--- Start ---

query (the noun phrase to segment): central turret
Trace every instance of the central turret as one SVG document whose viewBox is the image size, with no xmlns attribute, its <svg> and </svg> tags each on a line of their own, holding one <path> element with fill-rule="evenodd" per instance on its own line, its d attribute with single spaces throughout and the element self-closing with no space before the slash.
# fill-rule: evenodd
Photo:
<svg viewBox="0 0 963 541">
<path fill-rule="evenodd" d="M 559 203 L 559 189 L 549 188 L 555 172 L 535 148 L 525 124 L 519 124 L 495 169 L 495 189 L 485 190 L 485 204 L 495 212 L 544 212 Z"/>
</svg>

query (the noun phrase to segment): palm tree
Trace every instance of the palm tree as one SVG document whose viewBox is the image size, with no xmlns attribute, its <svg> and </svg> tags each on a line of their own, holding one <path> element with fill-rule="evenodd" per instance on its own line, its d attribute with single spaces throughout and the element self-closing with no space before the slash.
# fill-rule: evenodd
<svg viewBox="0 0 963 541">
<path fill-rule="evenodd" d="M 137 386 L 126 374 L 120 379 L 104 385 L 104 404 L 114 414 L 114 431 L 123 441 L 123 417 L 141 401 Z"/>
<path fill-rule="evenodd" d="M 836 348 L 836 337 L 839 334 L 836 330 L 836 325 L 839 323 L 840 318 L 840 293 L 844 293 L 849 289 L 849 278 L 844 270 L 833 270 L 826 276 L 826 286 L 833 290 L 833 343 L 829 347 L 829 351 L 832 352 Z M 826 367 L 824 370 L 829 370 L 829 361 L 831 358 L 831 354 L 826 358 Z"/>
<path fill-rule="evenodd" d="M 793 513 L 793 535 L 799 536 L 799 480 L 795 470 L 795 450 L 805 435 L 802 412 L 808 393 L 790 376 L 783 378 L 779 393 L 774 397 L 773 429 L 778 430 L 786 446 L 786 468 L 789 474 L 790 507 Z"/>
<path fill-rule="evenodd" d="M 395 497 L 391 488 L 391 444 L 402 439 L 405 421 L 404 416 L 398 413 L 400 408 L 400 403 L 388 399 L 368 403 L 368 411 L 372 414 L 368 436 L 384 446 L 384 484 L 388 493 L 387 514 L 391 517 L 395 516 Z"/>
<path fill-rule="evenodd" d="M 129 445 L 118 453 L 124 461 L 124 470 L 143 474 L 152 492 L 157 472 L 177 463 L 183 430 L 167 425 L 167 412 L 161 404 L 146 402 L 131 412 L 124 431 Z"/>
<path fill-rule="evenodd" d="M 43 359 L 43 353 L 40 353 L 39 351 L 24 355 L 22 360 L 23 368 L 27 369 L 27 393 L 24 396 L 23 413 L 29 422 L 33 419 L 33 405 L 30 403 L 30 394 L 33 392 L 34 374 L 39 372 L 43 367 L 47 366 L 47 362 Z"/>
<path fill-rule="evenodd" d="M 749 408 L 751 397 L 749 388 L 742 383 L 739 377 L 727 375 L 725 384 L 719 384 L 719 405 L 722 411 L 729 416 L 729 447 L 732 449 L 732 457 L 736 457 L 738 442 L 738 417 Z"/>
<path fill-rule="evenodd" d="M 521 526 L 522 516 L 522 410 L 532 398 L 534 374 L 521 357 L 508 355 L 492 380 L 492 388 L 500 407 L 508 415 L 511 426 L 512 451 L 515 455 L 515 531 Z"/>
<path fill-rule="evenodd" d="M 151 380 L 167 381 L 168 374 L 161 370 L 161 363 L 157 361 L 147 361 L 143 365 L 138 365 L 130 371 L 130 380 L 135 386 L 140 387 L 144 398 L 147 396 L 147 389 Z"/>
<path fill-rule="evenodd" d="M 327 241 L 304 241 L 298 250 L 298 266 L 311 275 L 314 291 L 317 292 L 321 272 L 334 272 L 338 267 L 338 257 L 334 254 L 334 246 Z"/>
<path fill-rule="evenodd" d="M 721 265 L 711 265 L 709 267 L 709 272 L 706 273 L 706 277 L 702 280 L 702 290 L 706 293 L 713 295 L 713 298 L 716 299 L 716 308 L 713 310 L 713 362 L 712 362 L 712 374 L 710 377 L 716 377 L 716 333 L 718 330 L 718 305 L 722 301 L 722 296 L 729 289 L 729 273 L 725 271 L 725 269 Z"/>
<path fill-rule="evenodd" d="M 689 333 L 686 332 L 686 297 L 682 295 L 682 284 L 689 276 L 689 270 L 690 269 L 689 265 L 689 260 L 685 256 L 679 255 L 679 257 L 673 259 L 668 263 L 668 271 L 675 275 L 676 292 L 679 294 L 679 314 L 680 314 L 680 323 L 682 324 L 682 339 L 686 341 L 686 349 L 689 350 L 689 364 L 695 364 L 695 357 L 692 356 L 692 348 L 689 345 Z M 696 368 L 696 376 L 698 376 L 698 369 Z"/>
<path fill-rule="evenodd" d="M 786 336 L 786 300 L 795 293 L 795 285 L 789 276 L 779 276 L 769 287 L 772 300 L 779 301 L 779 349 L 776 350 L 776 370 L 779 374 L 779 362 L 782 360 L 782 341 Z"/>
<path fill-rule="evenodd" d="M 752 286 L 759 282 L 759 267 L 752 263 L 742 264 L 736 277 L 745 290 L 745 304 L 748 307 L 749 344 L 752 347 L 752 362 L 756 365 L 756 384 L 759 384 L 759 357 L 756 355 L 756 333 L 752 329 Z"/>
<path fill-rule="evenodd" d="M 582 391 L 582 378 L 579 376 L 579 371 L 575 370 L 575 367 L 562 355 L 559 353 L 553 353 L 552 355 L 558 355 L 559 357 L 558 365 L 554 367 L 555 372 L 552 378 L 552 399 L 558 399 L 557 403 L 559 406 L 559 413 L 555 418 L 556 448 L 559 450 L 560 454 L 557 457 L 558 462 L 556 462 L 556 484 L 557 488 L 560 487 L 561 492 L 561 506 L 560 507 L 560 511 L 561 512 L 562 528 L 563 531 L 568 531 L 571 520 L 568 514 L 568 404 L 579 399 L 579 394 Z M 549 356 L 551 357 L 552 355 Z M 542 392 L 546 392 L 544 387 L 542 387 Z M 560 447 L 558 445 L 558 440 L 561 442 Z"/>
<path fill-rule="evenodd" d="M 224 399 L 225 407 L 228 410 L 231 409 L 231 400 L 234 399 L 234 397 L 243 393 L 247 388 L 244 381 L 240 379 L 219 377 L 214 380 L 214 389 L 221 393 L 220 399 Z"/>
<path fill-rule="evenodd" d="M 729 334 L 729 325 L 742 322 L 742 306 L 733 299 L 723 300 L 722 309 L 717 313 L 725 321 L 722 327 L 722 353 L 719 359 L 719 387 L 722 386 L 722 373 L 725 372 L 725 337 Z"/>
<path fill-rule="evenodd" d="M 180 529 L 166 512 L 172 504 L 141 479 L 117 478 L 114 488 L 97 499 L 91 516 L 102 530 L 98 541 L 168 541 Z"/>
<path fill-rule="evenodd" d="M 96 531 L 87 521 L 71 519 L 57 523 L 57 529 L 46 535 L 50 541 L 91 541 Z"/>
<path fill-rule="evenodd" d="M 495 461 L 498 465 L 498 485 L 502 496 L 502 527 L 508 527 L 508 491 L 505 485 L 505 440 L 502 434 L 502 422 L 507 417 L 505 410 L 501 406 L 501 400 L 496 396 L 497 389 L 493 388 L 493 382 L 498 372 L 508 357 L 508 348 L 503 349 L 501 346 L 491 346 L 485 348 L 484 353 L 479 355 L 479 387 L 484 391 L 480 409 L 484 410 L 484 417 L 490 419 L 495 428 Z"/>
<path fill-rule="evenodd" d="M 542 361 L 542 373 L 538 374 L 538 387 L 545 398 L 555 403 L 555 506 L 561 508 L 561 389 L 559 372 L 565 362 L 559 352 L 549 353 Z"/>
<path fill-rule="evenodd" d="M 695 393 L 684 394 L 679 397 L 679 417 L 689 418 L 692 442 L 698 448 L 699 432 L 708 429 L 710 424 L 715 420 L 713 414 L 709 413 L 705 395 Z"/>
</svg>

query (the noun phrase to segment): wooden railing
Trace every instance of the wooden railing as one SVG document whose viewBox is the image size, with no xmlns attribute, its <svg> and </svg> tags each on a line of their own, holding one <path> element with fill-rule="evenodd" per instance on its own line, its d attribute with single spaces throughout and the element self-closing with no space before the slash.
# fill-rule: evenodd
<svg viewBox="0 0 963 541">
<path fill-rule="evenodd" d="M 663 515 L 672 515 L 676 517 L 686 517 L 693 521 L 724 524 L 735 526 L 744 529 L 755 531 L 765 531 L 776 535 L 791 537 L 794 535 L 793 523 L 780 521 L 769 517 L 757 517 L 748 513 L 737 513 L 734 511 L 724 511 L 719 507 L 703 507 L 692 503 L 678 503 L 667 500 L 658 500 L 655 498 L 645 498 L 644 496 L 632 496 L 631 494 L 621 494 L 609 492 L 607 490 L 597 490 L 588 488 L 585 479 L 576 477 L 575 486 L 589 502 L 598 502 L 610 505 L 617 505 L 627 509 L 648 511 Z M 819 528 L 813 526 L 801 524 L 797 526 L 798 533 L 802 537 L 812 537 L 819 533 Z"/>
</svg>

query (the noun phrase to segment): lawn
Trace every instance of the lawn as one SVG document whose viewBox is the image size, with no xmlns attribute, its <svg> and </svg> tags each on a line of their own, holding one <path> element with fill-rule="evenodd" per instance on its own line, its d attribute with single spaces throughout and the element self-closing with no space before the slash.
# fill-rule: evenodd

--- End ---

• **PROBLEM STATEMENT**
Exactly as written, give again every line from the one containing "query (the noun phrase to segment): wooden" through the last line of the material above, and no other lines.

• **EXERCISE SOLUTION**
query (the noun phrase to segment): wooden railing
Trace every instance of the wooden railing as one SVG document whose viewBox is the image size, with no xmlns attribute, its <svg> and </svg> tags each on a line of their own, holding one <path> element with fill-rule="evenodd" per instance on its own line, its d attribute with single spaces throughout and the element self-closing with no space before the slash.
# fill-rule: evenodd
<svg viewBox="0 0 963 541">
<path fill-rule="evenodd" d="M 663 515 L 672 515 L 676 517 L 686 517 L 693 521 L 724 524 L 735 526 L 744 529 L 755 531 L 765 531 L 776 535 L 791 537 L 794 535 L 793 523 L 780 521 L 769 517 L 757 517 L 748 513 L 737 513 L 734 511 L 724 511 L 719 507 L 703 507 L 692 503 L 678 503 L 667 500 L 658 500 L 655 498 L 645 498 L 644 496 L 632 496 L 631 494 L 621 494 L 609 492 L 607 490 L 597 490 L 588 488 L 585 479 L 576 477 L 575 486 L 589 502 L 598 502 L 610 505 L 617 505 L 627 509 L 648 511 Z M 819 528 L 813 526 L 801 524 L 797 526 L 798 533 L 802 537 L 812 537 L 819 533 Z"/>
</svg>

query (the noun phrase to segment): lawn
Trace every instance of the lawn as one SVG document whose viewBox is the image size, with no xmlns attribute, its <svg> and </svg> tags each on a line of their own, holding one <path> element with fill-rule="evenodd" per instance on its own line, its d attribute with single spaces throughout and the element self-closing with no space before the slash.
# fill-rule: evenodd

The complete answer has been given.